» TEXTO DADO:

Recomiendo sobre todo a quien desee amar y aborrecer a Steiner de la manera más directa y más profunda que recurra a la comparación de dos ensayos suyos, ambos relativamente recientes y que figuran publicados, como corresponde en la particular estrategia de este crítico de críticos, uno tras otro. Me refiero a «Dos gallos» y «Dos cenas», en las págs. 427 y ss. de la versión española de Pasión intacta. Allí Steiner descubre no ya lo más pedante de su escritura, lo más escandaloso y más comprometido, sino la manía de su intento fallido de ser una voz más entre los filósofos. (¿Cómo es que a un hombre tan perspicaz se le ha pasado por alto el enorme hecho de que un filósofo no es sencillamente otro hombre de letras más? La maravilla de la lectura steiniana de los poetas y los trágicos se vuelve platitud cuando afronta con el mismo ligero paso a los más altos entre los escritores: los filósofos).

Los dos gallos son, desde luego, el que Sócrates destina, como sacrificio de acción de gracias póstumo, a Asclepio, el dios de la salud, y el que cantaba cerca de san Pedro la noche de la prisión de Cristo. Las herejías de la inteligencia y del amor hacen escribir a Steiner las mejores páginas de su obra, posiblemente, gracias a que la letra que lee ante nosotros se le figura «gramática como teología», presencia de un autor que desborda los marcos del concepto consabido de autor.

» DATOS BRUTOS:
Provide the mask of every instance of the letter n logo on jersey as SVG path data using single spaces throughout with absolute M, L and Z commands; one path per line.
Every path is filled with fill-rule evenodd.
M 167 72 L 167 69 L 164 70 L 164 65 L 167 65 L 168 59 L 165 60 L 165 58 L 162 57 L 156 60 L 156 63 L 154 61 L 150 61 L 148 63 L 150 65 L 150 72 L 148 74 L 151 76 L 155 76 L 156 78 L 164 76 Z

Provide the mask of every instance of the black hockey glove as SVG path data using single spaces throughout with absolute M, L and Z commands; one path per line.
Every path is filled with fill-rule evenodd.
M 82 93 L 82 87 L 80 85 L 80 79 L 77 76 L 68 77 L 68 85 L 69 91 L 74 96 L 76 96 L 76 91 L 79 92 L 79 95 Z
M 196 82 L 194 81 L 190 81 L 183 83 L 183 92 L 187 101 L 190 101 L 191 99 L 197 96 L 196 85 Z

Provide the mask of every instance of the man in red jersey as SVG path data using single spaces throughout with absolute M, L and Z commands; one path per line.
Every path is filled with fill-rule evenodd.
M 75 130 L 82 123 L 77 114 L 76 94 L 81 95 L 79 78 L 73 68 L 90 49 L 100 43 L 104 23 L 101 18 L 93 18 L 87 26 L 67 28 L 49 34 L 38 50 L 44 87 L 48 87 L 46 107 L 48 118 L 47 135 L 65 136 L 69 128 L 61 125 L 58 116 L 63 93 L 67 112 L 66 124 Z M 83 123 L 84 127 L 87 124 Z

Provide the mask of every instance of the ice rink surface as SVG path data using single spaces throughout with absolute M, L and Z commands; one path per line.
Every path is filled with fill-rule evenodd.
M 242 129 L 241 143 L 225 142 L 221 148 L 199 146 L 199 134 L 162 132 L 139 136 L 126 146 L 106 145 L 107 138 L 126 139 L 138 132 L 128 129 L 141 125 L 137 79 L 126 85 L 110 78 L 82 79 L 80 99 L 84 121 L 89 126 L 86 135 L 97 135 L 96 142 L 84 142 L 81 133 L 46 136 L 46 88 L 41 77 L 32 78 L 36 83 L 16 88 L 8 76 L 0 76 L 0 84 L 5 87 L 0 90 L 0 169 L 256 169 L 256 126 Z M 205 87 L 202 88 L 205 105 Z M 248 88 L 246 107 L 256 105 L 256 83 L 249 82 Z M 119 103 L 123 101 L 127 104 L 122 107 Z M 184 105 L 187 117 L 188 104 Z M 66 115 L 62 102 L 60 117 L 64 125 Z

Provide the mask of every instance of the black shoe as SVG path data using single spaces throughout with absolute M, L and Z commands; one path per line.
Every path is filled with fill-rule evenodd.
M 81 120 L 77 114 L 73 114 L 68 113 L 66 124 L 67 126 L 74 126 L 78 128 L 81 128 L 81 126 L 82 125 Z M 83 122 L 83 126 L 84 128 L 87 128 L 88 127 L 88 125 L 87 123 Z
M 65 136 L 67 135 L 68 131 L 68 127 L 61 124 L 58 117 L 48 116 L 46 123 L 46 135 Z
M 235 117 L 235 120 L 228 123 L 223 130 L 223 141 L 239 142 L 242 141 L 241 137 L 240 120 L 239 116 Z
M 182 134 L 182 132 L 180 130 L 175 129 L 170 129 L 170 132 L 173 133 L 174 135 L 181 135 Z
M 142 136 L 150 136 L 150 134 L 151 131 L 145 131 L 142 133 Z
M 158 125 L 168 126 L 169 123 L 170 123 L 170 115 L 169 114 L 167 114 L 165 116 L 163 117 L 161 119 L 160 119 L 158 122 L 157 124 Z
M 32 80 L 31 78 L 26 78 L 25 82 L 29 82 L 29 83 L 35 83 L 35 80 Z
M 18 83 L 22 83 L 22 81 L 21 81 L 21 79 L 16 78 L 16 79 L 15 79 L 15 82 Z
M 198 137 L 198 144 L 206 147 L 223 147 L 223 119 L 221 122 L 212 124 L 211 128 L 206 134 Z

» EL PROBLEMA:
Escribe la continuación del texto sobre los ensayos de Steiner a partir de su última oración.

» RESPUESTA A LA TAREA:
Las dos cenas son, desde luego, la que fue seguida por el banquete en casa de Agatón, con Sócrates y Alcibíades diciendo in vino veritatem amoris, y la Ultima Cena, donde quien es celebrado como el amor encarnado de Dios permite que Judas, con su salida del cenáculo cargando con la culpa del asesinato absoluto, «abra la puerta a la Shoá». Dios y el diablo, página contra página.

En este ambiente lastimoso de plagiarios prominentes y cátedras de patrimonio casi familiar, por una vez al menos se ha concedido un premio cultural español —el Príncipe de Asturias— a alguien que sin duda lo merece. Pero también sucede que no podemos reprimir la expresión de una esperanza desatinada, desaforada: ojalá no fueran ya nunca más necesarios estos lectores de lectores cuyo patrón es George Steiner.